*** Opening of Given data ***

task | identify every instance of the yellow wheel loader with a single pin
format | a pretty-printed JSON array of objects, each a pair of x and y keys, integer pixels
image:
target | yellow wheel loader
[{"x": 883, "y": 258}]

*** Close of Given data ***

● **Problem requirements**:
Exact duplication of all the data above is expected.

● **Solution to this task**:
task | identify every instance of the yellow wheel loader with a single pin
format | a pretty-printed JSON array of objects, each a pair of x and y keys, integer pixels
image:
target | yellow wheel loader
[{"x": 883, "y": 258}]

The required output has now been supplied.